BEGIN Reading text

Alternatives to the H-1B Visa

U.S. Citizenship and Immigration Services (USCIS) has received a historically high number of H-1B visa registrations. However, due to the caps on H-1B visas that are available each year, some registrants inevitably will not get the chance to submit complete applications for H-1B visas during the 2021 application process.

Some of the registrants who were not selected in the visa lottery may have a chance later in the year to submit applications if spots become available. In some cases, economic uncertainties may make individuals who were selected in the visa lottery unable to complete their visa applications. However, if no visas open up, these individuals whose registrations USCIS did not select will not have the opportunity to reregister for an H-1B visa until 2022.

Fortunately, there are options to the H-1B visa that may be useful for individuals who still wish to work in the U.S. While there are numerous options that may apply to your situation, what follows is some of the most common alternative means of getting authorization to work in the U.S.

  1. Cap-Exempt H-1B Visas – Some employers are cap-exempt and thus can submit H-1B visas at any time. These employers include colleges and universities, non-profit organizations affiliated with colleges or universities, and non-profit or governmental research organizations.
  2. TN for Canadian and Mexican Workers – Certain Canadian and Mexican citizens can work in the U.S. in certain occupations through the TN visa classification. Eligible occupations are qualified professionals, including accountants, lawyers, pharmacists, engineers, scientists, and teachers.
  3. L-1 Intracompany Transferee- Multinational companies can transfer employees from their offices abroad to U.S. offices or to the U.S. to establish a U.S. office. Typically, foreign nationals who are already in the U.S. will not qualify for this type of visa.
  4. O-1 or P-1 Extraordinary Ability Visas – These visas are available for individuals who have extraordinary abilities in the arts, sciences, education, business, or athletics. Although not many individuals qualify for these visas, it is preferable to the H-1B visa for those who meet the qualifications.

END Reading text
BEGIN Recorded information

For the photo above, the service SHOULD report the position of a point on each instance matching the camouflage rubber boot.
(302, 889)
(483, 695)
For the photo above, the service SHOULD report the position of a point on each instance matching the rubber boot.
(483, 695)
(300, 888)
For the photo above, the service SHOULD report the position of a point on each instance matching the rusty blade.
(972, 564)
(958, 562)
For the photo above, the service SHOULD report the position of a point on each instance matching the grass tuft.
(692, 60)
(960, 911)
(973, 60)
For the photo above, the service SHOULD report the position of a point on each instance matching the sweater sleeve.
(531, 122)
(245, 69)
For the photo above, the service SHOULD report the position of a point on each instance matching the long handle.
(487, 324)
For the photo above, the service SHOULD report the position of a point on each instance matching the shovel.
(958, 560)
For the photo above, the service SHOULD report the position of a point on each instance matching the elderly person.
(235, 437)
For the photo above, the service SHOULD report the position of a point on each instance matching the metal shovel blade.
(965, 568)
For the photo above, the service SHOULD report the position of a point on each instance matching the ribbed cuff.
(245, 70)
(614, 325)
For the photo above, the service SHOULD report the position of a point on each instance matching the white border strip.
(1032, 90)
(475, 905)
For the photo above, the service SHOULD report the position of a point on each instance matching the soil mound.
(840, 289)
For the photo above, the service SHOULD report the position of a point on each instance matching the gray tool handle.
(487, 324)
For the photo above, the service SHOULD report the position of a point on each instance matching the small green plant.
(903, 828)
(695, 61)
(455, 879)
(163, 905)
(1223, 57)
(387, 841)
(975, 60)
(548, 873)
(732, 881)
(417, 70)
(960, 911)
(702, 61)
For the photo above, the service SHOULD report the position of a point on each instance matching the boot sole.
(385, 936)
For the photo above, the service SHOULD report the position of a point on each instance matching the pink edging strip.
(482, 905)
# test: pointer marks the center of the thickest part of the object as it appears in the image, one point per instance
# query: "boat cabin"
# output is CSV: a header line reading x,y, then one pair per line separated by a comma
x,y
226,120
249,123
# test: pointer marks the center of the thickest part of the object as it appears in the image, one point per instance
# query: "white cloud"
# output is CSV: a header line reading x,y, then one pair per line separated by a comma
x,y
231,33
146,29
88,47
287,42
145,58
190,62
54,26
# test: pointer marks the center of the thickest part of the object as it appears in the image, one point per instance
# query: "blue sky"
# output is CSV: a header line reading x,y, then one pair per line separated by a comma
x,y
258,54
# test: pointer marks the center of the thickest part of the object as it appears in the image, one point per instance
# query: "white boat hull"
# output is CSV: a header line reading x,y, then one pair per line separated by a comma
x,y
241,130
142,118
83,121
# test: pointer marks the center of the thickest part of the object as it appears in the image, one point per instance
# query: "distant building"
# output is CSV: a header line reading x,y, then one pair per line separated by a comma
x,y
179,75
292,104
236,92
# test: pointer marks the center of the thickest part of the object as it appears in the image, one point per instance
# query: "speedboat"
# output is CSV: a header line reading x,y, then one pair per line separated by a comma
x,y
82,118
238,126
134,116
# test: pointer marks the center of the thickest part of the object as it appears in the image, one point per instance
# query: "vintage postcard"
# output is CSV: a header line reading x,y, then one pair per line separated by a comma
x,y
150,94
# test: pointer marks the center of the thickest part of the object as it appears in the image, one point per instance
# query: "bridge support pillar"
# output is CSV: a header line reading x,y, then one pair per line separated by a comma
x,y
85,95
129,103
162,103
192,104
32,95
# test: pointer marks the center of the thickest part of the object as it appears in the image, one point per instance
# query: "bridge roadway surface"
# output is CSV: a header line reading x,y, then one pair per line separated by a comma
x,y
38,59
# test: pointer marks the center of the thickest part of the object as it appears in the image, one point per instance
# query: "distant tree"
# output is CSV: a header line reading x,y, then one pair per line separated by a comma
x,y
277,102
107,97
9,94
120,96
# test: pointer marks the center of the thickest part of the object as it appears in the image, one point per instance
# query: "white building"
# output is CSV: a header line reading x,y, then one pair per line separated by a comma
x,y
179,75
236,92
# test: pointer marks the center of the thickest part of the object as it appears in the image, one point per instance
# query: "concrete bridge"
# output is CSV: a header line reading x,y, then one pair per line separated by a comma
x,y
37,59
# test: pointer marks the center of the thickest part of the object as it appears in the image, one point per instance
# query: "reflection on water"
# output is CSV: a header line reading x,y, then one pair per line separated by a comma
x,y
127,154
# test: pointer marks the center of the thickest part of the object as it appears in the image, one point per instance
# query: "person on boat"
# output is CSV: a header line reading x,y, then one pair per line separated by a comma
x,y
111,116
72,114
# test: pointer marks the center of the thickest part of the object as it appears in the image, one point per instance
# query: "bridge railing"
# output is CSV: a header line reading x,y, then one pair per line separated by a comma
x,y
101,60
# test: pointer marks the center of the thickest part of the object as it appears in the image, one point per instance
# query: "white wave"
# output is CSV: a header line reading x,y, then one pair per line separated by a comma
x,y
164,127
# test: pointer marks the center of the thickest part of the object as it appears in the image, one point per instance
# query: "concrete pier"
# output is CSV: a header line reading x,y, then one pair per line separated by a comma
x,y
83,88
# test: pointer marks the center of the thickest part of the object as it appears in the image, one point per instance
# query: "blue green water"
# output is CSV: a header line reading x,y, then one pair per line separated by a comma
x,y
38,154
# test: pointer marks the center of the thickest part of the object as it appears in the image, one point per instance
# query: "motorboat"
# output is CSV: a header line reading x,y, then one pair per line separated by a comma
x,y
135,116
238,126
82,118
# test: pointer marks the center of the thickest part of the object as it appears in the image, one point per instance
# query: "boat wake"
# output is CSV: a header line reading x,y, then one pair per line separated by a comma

END Recorded information

Prompt 1 -
List the occupations that the article on H-1B visa alternatives names as eligible for the TN visa classification.
Prompt 2 -
In the H-1B alternatives article, until what year will registrants whose registrations USCIS did not select have to wait to reregister if no visas open up?
Prompt 3 -
Resume the article on alternatives to the H-1B visa after its last sentence.

Exercise result 1 -
accountants
lawyers
pharmacists
engineers
scientists
teachers

Exercise result 2 -
2022

Exercise result 3 -
  5. F-1 Optional Practical Training (OPT) Extension or F-1 Curricular Practical Training (CPT) – Many prospective H-1B visa applicants are students present in the U.S. on F-1 student visas. For example, current OPT holders with degrees in science, technology, engineering, or mathematics can apply for a 24-month STEM OPT extension. Additionally, some schools and degree programs allow employment under a CPT program.
  6. E-1 Treaty Trader or E-2 Treaty Investor Visas – Individuals from certain countries with whom the U.S. has trade treaties may be eligible to enter the U.S. on E-1 or E-2 visas if they can invest financially in the U.S. For example, a multinational employer could transfer an employee who is essential to significant company trade between the foreign country and the U.S. Likewise, a foreign national can directly invest a substantial amount of money in the U.S. and get a visa to manage and direct their investment.
  7. Work Visas for Specific Occupations – A variety of work visas exist for particular occupations. For example, you could seek an R visa if you are a religious worker.
  8. Trainee Programs – H-3 and J-1 trainee programs allow employers to bring employees to the U.S. to get training that they cannot get in their countries of origin. Although these visas are temporary, they can fill a need until another type of visa becomes available.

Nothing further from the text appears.